[Data items]

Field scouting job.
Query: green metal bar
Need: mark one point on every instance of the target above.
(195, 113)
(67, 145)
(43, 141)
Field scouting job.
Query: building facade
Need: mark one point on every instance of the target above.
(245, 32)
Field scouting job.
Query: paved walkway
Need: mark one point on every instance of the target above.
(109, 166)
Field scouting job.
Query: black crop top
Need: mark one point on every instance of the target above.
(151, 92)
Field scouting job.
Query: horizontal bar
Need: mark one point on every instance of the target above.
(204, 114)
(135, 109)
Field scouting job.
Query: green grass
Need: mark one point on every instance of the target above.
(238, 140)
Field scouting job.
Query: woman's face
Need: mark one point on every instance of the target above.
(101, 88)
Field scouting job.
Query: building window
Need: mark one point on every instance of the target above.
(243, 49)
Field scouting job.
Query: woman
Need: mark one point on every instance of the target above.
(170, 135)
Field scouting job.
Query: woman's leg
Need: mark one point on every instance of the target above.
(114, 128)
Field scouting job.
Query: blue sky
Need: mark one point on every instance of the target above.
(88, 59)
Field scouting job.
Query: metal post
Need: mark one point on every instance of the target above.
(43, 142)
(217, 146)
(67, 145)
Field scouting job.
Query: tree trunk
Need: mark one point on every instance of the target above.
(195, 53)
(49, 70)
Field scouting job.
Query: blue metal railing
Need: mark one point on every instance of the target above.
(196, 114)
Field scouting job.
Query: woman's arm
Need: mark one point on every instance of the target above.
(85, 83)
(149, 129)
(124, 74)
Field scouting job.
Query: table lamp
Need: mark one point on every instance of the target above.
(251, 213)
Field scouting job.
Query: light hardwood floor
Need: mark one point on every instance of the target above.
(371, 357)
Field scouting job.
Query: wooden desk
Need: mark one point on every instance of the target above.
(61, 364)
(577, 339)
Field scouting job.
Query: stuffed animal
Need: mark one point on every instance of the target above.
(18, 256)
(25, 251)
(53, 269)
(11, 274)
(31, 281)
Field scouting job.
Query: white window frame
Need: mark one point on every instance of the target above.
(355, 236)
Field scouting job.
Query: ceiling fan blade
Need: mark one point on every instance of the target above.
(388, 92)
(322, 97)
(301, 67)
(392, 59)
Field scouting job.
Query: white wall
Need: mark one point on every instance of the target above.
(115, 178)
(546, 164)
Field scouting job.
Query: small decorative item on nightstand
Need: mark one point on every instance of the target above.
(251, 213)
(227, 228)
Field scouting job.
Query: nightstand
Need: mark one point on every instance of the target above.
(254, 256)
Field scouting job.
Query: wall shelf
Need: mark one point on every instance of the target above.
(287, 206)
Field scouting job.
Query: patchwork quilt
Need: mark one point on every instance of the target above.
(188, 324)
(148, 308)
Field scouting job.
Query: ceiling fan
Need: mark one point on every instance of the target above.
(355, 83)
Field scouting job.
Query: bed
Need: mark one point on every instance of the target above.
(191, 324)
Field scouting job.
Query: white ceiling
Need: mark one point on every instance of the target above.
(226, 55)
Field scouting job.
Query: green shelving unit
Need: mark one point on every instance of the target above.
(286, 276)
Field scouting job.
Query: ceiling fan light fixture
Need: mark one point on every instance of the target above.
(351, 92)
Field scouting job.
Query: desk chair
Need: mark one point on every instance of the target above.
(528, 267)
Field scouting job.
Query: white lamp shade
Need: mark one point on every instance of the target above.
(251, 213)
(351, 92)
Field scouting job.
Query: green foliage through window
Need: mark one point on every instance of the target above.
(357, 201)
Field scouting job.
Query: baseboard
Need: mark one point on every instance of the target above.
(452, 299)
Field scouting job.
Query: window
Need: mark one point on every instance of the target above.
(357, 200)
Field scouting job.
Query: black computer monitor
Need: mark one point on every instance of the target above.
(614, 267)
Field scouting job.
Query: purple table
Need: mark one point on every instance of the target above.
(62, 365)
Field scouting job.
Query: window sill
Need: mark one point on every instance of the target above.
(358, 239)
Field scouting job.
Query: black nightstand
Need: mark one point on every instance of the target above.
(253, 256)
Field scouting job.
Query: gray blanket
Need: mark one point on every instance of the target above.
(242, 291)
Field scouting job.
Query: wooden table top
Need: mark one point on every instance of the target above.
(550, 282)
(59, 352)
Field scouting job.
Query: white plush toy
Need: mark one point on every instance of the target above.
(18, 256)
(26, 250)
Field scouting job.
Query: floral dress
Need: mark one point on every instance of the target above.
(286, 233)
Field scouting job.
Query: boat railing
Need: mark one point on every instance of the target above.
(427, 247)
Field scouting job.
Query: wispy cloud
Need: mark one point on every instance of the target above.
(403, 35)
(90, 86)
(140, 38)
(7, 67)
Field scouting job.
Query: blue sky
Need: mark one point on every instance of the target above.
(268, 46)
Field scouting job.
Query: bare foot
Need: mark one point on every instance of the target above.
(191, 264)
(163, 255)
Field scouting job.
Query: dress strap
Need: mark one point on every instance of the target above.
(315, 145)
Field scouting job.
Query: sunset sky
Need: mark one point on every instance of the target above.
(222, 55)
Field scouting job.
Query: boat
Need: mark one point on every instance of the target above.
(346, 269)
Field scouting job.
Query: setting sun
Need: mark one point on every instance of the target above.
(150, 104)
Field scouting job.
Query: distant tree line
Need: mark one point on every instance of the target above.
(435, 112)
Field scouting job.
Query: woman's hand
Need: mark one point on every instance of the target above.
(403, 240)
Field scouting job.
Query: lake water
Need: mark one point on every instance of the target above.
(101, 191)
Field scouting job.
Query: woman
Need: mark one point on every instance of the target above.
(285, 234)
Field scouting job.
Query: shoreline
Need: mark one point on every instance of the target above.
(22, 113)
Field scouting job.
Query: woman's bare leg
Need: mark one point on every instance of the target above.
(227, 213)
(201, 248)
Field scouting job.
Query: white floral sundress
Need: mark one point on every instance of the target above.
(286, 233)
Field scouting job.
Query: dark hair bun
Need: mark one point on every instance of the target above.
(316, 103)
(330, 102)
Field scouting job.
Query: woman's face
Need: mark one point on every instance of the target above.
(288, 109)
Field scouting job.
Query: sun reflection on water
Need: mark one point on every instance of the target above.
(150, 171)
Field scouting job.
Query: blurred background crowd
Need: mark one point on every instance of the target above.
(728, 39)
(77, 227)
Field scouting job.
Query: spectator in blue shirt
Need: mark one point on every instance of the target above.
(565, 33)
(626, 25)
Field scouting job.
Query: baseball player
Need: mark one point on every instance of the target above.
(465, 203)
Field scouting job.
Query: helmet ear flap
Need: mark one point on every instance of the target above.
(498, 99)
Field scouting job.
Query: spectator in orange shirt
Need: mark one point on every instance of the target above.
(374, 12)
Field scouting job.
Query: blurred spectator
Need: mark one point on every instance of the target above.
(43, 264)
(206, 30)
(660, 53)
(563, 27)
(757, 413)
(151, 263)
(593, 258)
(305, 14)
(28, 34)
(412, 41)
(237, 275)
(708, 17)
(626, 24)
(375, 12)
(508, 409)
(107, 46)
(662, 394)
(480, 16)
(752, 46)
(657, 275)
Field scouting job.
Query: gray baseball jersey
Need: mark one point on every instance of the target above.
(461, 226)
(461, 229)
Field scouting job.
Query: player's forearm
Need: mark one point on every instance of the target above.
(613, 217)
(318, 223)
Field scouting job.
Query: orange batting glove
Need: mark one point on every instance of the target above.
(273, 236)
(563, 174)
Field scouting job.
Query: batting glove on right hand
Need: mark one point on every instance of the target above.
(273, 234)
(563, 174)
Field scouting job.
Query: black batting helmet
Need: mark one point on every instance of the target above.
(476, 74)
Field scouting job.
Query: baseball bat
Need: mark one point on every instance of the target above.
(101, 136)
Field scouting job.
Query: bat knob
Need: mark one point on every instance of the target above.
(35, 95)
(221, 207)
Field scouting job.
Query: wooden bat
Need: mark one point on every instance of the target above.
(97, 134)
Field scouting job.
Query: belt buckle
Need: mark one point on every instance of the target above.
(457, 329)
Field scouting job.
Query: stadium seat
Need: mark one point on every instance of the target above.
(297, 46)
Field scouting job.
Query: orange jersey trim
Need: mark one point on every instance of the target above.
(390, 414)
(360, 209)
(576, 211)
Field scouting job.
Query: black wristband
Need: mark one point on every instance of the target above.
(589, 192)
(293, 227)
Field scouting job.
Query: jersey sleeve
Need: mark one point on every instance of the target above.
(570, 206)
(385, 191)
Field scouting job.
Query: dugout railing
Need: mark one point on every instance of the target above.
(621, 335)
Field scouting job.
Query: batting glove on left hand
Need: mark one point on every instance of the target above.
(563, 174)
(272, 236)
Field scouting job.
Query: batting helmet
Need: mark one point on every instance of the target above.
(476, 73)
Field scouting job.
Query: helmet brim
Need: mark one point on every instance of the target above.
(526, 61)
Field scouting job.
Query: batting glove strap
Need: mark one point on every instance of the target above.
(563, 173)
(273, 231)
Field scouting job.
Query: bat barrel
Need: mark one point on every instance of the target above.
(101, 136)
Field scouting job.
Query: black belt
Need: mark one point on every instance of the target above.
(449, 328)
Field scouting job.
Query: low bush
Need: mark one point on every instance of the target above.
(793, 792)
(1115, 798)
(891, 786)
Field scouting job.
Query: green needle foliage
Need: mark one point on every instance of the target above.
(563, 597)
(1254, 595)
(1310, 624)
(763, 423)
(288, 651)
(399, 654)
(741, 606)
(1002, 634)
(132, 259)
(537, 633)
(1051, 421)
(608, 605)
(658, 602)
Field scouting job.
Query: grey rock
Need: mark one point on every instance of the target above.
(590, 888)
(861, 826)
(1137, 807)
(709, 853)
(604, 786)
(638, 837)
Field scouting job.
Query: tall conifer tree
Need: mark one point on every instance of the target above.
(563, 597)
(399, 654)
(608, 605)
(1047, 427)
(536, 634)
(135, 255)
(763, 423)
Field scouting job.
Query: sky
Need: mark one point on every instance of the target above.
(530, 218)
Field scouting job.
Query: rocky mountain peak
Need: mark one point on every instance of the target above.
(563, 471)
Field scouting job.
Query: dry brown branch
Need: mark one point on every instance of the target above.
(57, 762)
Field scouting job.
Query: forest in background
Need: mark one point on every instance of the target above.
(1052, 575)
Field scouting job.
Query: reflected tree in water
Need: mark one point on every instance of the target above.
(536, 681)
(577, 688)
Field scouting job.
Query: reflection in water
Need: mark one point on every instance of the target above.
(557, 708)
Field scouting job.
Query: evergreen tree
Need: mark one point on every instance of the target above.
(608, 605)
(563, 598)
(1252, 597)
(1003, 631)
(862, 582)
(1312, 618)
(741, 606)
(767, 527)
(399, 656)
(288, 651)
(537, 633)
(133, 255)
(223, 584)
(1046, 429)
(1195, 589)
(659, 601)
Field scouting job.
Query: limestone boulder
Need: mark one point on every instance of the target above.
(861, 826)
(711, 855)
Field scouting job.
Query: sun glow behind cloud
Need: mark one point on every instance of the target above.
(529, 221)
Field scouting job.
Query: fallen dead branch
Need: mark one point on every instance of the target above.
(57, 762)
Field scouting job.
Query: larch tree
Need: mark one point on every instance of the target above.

--- Given request ---
List every line from the rows above that contains the word "spectator".

--- Written response ---
Query: spectator in blue shirt
Query: spectator in orange shirt
Query: blurred spectator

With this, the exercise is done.